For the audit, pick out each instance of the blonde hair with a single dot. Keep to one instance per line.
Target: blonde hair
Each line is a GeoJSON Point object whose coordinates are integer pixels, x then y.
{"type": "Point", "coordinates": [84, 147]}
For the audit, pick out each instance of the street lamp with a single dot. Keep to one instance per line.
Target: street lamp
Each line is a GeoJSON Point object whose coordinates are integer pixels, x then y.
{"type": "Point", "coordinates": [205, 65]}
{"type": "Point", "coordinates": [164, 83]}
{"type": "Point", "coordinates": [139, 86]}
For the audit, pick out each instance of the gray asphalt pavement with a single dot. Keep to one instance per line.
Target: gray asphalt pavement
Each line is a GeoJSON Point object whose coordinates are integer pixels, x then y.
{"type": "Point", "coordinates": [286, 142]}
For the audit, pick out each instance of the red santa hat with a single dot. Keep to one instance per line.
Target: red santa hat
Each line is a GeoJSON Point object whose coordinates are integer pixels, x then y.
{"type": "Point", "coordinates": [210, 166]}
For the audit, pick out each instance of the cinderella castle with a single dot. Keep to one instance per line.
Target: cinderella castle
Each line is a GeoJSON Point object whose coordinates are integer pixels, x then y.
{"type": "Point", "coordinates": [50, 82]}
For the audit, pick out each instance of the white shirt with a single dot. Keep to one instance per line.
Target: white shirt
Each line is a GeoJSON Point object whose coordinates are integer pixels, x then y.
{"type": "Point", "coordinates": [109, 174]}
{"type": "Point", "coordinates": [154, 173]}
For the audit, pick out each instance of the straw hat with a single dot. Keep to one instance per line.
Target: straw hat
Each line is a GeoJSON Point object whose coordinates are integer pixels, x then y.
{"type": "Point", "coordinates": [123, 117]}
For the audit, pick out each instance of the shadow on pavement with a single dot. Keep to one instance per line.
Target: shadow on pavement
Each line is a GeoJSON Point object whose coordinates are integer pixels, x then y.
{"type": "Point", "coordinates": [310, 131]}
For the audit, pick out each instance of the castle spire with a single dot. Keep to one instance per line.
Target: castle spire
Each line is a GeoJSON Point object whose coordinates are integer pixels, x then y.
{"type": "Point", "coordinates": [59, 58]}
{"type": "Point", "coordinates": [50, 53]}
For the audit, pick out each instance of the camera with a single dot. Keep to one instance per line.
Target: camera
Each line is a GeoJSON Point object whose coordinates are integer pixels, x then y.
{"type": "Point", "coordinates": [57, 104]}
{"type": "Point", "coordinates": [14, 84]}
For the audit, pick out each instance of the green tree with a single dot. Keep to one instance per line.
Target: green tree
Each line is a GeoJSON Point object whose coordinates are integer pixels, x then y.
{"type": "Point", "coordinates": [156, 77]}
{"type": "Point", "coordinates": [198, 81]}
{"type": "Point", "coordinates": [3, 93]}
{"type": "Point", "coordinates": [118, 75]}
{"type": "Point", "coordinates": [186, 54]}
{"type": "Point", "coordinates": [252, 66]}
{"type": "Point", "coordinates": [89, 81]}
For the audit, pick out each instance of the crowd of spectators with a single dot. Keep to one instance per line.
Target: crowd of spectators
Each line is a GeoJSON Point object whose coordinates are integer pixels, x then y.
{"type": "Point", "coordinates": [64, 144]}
§ §
_GIVEN PROBLEM_
Starting with the line that contains "For the audit, pick out each instance of the camera" and going on through the end of the records, write out every line again, requests included, and add 42 to each coordinate number in the answer points.

_WRITTEN RESPONSE_
For the audit, pick out each instance of the camera with a single dot. Keep to one instance per line.
Target: camera
Each line is a GeoJSON Point object whose coordinates are integer pixels, x then y.
{"type": "Point", "coordinates": [99, 146]}
{"type": "Point", "coordinates": [56, 126]}
For the audit, pick out each instance of the green tree with a single dot. Keep to one instance per line.
Target: green tree
Each line is a GeoJSON Point object whose coordinates are integer pixels, x then y.
{"type": "Point", "coordinates": [198, 119]}
{"type": "Point", "coordinates": [240, 123]}
{"type": "Point", "coordinates": [45, 135]}
{"type": "Point", "coordinates": [160, 117]}
{"type": "Point", "coordinates": [228, 96]}
{"type": "Point", "coordinates": [294, 108]}
{"type": "Point", "coordinates": [131, 123]}
For the audit, pick out each instance of the crowd of spectators with a single dot. Keep to one instance per line.
Target: crowd of spectators
Each line is a GeoJSON Point object whose coordinates are integer pixels, x then y.
{"type": "Point", "coordinates": [106, 186]}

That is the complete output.